== Text excerpt ==
The rule as deduced from these cases by this court is that where an actual marriage has been solemnized according to the methods prescribed by law, every inference is to be invoked in support of the validity of said marriage and against the validity or existence of any antecedent marriage. In other words, the legal presumption arises that validates and a legal presumption persists in favor of the validity of the last marriage. This rule is admitted to be the rule that is applicable to the situation in this case by both the plaintiff in error and defendant in error. The plaintiff in error in this case assumed the burden of showing that the marriage of the defendant in error, Ruby Brokeshoulder, to Cammack Brokeshoulder, deceased, was invalid. The presumption of the legality of the Carter county marriage is not a conclusive presumption and may be overcome by competent evidence, and when this is done, the burden is shifted to the one contending that the second marriage is valid. This rule is laid down in the case of Copeland v. Copeland, heretofore cited:

"Where a marriage has been consummated in accordance with the form of the law, the law indulges a strong presumption in favor of its validity. One who asserts the invalidity of such a marriage, because one of the parties thereto has been formerly married and the spouse of such former marriage is still living, has upon him the burden of proving that the first marriage has not been dissolved by divorce or lawful separation."

== Data shown ==
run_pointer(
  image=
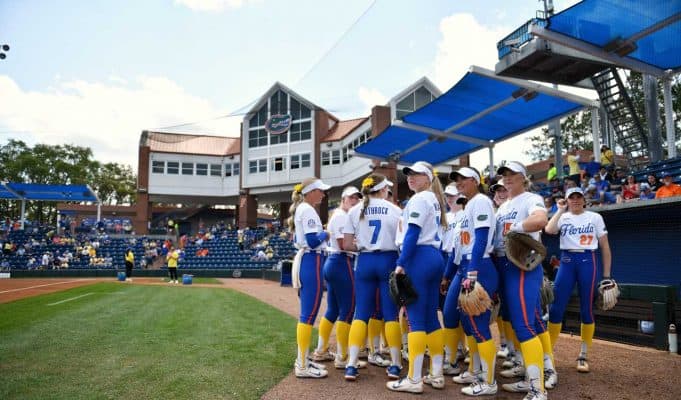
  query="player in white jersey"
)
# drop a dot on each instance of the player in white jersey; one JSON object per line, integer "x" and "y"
{"x": 422, "y": 261}
{"x": 310, "y": 239}
{"x": 340, "y": 289}
{"x": 370, "y": 230}
{"x": 581, "y": 233}
{"x": 524, "y": 212}
{"x": 477, "y": 232}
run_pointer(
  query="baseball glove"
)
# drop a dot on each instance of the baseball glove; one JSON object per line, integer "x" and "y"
{"x": 608, "y": 292}
{"x": 546, "y": 293}
{"x": 523, "y": 251}
{"x": 402, "y": 290}
{"x": 474, "y": 300}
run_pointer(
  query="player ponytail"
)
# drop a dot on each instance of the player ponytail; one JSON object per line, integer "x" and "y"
{"x": 368, "y": 185}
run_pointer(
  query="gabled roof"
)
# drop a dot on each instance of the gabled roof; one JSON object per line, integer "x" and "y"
{"x": 343, "y": 129}
{"x": 190, "y": 144}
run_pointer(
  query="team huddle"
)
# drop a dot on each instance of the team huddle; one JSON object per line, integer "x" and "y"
{"x": 451, "y": 247}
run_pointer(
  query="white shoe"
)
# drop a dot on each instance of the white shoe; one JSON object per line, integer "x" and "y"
{"x": 451, "y": 369}
{"x": 464, "y": 378}
{"x": 518, "y": 371}
{"x": 405, "y": 385}
{"x": 517, "y": 387}
{"x": 310, "y": 372}
{"x": 550, "y": 378}
{"x": 322, "y": 356}
{"x": 378, "y": 360}
{"x": 437, "y": 382}
{"x": 479, "y": 388}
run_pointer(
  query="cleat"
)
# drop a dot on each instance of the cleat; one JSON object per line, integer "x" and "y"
{"x": 310, "y": 372}
{"x": 321, "y": 356}
{"x": 479, "y": 388}
{"x": 550, "y": 378}
{"x": 451, "y": 369}
{"x": 405, "y": 385}
{"x": 393, "y": 371}
{"x": 517, "y": 387}
{"x": 378, "y": 360}
{"x": 517, "y": 371}
{"x": 437, "y": 382}
{"x": 464, "y": 378}
{"x": 351, "y": 373}
{"x": 582, "y": 365}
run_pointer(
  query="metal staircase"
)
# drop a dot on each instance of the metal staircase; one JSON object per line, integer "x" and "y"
{"x": 620, "y": 109}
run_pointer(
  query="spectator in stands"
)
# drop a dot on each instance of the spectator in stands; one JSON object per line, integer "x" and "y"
{"x": 670, "y": 189}
{"x": 607, "y": 158}
{"x": 129, "y": 264}
{"x": 646, "y": 192}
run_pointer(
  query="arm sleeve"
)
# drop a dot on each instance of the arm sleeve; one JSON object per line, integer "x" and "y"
{"x": 479, "y": 247}
{"x": 409, "y": 244}
{"x": 315, "y": 239}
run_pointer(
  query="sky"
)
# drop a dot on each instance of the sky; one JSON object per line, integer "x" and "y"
{"x": 97, "y": 73}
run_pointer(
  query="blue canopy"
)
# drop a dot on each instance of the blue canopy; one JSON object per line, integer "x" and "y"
{"x": 35, "y": 191}
{"x": 480, "y": 110}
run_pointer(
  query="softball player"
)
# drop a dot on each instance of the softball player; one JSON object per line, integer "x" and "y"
{"x": 340, "y": 287}
{"x": 476, "y": 234}
{"x": 524, "y": 212}
{"x": 370, "y": 229}
{"x": 310, "y": 238}
{"x": 422, "y": 261}
{"x": 581, "y": 233}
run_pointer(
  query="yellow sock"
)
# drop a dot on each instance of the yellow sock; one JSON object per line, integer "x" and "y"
{"x": 303, "y": 338}
{"x": 393, "y": 335}
{"x": 587, "y": 333}
{"x": 533, "y": 355}
{"x": 325, "y": 327}
{"x": 417, "y": 348}
{"x": 554, "y": 331}
{"x": 342, "y": 337}
{"x": 488, "y": 355}
{"x": 545, "y": 340}
{"x": 375, "y": 329}
{"x": 358, "y": 331}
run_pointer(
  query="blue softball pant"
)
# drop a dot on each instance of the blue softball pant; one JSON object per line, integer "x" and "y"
{"x": 579, "y": 268}
{"x": 311, "y": 286}
{"x": 520, "y": 292}
{"x": 372, "y": 273}
{"x": 425, "y": 269}
{"x": 488, "y": 277}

== Actions to take ==
(a) Gather each line of the rows that contains the string "pant".
(b) Extend the court passage on the presumption favoring a later marriage, picking up after its last sentence.
The court opinion on marriage validity and the rows are unrelated material.

== Exercise results ==
(a)
  query="blue softball pant"
# drop a dot on each instance of the blue softball pant; one JSON object per line, integer "x" and "y"

(b)
In the body of the opinion of Copeland v. Copeland, it will be noted that a rule was laid down by Mr. Freeman in his notes to the case of Pittinger v. Pittinger (Colo.) 89 Am. St. Rep. 200, as follows:

"If it is conceded that a person attacking a marriage, on the ground that a former spouse of one of the parties is living, must show that the first marriage has not been dissolved, still he is not required to make plenary proof of such negative averment. It is enough that he introduces such evidence as, in the absence of all counter evidence, affords reasonable grounds for presuming the allegation true. When this is done the onus probandi is thrown on his adversary."

In Elizabeth Schmisseur et al. v. August Beatrie et al., 147 Ill. 210, is announced the following rule (syllabus, par. 7):

"Although the burden was upon the complainants of proving negative contention that a divorce had not been obtained before the last marriage, yet it is well settled that a party is not required to make plenary proof of a negative averment. It is enough that he introduces such evidence as, in the absence of all counter testimony, will afford reasonable grounds for presuming that the allegation is true, and when this is done, the onus probandi will be thrown on his adversary."

To the same effect is the case of Turner v. Williams, 202 Mass. 500, 89 N.E. 110, 24 L. R. A. (N. S.) 1199, 132 Am. St. Rep. 511. See, also, Williams v. Williams, 63 Wis. 58, 23 N.W. 110, 53 Am. Rep. 253; Barnes v. Barnes et al. (Iowa) 57 N.W. 851.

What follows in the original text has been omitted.